==== QUOTED TEXT ====

Eyebrows were also raised when it was reported that the IMC raised the monthly imprest of the directors while there were complaints from contractors seeking to be verified before the audit that they were being asked to play ball.

When the Interim Management Committee was announced by Chief Akpabio on October 29, 2019, he said it would last no more than six months, yet it has already spent five months and auditors are yet to commence their work. Rather, the federal government has announced that the audit would last nine months, taking the whole IMC ad-hoc arrangement to 15 months if the contraption is allowed to continue. This is not only callous; it shows a clear lack of interest in following the law setting up the commission. It is without a doubt part of a grand design by the minister to continue to run the agency like a one-man institution where he hires and fires committee members like he desires. This design was clearly exemplified by the decision to set up committees to undertake the verification of contracts and more committees to process items which are best left to the forensic auditors to perform because, in the end, they muddle up the documents and make cumbersome the job of getting at the root of the NDDC waste but which serve well to elongate Akpabio’s one-man intervention in the agency and make it his own instrument to dispense favours, as well protect his interests in the commission given that as Governor of Akwa Ibom State he nominated some of the people who are the subject of the forensic audit, including a chairman, a managing director and executive directors.

==== RECORDED INFORMATION ====

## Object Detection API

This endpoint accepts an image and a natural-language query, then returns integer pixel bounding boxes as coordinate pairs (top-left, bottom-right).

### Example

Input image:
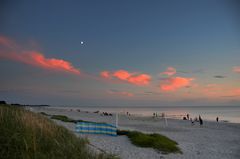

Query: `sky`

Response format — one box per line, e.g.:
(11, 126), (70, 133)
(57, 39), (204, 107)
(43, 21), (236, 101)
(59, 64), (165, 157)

(0, 0), (240, 106)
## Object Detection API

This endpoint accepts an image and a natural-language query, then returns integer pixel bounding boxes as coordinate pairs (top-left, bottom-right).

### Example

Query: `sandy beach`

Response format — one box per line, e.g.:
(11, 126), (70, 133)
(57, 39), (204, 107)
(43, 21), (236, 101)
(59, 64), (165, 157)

(31, 107), (240, 159)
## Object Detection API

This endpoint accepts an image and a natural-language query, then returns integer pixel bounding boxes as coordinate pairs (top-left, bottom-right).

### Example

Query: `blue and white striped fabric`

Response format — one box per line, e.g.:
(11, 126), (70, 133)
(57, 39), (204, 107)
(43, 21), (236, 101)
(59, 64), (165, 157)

(75, 122), (117, 136)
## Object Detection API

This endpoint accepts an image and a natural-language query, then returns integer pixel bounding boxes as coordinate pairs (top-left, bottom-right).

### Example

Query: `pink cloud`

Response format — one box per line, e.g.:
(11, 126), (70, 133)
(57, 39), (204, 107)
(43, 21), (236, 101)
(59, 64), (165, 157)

====

SHORT EXERCISE: Copy the stretch from "Eyebrows were also" through "to play ball." in the passage about the NDDC's interim committee word for word. The data has no connection to the passage about the NDDC's interim committee.

FINAL RESULT:
Eyebrows were also raised when it was reported that the IMC raised the monthly imprest of the directors while there were complaints from contractors seeking to be verified before the audit that they were being asked to play ball.